Please report how many lines in the records below contain "surplice". Reply with the number alone.

(Stored entries)
§ §

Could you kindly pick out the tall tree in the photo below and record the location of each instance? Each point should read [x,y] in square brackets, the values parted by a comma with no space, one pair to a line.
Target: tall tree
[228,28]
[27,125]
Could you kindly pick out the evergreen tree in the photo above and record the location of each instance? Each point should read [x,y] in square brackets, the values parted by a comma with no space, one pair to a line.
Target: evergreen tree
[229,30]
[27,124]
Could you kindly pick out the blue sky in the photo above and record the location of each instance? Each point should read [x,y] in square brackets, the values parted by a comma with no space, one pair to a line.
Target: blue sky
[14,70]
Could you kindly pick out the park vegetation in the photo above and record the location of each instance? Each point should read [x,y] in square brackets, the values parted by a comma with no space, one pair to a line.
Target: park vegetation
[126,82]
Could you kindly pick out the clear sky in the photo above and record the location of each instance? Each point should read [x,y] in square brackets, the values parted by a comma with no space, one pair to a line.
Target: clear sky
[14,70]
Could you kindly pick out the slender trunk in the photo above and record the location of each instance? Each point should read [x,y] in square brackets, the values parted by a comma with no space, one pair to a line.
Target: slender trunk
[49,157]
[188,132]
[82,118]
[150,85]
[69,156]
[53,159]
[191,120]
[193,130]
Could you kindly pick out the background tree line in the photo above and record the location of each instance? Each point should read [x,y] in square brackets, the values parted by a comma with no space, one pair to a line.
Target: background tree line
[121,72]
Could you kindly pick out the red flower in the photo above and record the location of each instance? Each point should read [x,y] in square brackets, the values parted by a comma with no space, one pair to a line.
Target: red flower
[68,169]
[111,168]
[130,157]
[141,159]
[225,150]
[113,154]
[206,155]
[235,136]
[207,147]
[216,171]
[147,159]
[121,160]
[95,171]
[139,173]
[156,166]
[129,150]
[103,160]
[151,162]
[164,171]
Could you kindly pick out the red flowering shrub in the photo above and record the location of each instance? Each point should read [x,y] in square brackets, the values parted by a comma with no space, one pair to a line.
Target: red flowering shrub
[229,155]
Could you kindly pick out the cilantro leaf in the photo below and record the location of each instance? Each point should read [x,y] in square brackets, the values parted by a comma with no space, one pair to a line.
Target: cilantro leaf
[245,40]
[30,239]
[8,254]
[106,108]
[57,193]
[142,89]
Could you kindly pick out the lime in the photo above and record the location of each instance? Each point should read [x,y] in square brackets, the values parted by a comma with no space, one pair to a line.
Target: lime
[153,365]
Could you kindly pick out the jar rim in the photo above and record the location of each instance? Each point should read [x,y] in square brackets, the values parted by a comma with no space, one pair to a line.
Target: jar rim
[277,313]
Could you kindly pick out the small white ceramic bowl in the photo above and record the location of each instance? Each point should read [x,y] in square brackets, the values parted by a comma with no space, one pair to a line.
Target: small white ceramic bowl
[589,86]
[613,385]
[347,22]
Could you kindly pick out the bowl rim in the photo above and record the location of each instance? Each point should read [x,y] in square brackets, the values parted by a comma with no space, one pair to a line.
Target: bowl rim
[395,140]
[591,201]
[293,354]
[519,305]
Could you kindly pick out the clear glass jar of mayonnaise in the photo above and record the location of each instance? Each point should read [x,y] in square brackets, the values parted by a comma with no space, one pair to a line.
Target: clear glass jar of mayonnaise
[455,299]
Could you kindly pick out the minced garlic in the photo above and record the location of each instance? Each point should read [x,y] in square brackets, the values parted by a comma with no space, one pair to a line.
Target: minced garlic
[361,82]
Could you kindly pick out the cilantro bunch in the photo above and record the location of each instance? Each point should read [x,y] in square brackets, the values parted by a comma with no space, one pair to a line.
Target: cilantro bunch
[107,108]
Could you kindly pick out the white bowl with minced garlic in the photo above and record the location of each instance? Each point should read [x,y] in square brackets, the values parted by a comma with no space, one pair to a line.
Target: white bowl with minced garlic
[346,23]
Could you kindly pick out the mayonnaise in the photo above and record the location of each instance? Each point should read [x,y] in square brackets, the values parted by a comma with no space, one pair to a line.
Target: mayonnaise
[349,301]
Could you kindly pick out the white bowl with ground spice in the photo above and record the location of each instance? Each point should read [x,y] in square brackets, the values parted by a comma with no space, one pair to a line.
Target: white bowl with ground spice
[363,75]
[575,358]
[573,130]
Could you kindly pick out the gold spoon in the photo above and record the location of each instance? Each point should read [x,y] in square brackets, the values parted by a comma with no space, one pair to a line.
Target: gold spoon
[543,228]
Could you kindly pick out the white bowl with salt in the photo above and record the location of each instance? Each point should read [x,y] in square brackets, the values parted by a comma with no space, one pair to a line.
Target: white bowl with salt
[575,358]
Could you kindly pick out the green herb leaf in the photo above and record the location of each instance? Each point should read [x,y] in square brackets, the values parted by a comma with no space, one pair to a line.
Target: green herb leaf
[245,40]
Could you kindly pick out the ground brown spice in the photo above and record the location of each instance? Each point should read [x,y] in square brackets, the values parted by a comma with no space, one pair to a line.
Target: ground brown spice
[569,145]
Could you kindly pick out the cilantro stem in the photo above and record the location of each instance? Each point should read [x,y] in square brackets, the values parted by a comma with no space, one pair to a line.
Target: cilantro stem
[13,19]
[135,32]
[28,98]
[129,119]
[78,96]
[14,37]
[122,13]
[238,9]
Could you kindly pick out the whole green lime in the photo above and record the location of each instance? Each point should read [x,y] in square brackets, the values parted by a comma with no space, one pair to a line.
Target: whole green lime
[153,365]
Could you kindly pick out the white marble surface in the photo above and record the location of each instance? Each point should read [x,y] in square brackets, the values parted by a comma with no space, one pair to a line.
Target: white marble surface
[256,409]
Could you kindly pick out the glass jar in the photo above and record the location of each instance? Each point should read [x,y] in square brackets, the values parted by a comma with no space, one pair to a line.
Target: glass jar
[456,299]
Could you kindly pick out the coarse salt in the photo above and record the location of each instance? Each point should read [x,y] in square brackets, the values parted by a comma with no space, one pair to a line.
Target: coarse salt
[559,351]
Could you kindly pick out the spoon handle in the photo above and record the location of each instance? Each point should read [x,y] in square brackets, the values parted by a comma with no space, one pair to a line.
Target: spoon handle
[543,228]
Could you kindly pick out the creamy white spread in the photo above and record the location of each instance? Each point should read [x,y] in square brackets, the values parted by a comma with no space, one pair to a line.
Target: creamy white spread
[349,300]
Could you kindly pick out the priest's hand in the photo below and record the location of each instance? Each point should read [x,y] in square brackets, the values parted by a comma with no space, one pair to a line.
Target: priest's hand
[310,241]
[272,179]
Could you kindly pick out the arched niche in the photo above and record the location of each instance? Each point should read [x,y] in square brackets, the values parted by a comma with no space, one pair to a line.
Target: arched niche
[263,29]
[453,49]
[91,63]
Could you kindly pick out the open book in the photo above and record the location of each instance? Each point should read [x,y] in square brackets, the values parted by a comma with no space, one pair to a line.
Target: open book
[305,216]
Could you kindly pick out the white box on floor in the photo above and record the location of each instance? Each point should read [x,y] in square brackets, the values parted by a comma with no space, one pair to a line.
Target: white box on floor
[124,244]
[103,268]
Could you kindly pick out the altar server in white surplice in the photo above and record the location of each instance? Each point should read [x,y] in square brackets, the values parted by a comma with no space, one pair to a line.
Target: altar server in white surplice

§ §

* Solution below: 2